### Wyciąg z danych ###

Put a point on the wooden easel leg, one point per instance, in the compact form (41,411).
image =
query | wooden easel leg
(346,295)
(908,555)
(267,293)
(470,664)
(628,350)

###
### Wyciąg z danych ###

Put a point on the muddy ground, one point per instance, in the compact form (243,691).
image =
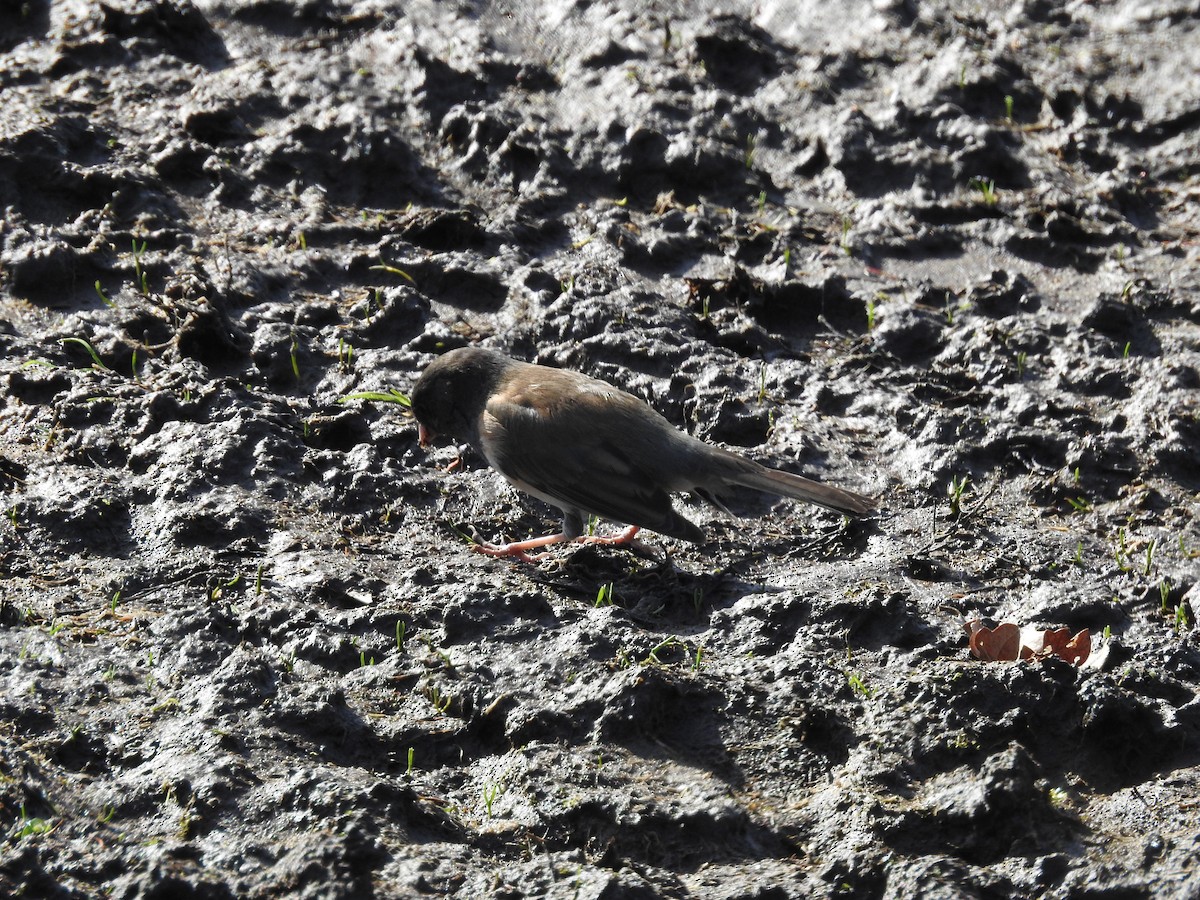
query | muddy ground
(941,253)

###

- _Cel_
Zbierz wszystkie wiersze z powyższych wpisów, w których występuje słowo "compact".

- _Odpowiedź do zadania_
Put a point on the wooden easel leg, one point per instance, in the compact form (41,411).
Put a point on the muddy ground, one point per instance, in the compact form (243,691).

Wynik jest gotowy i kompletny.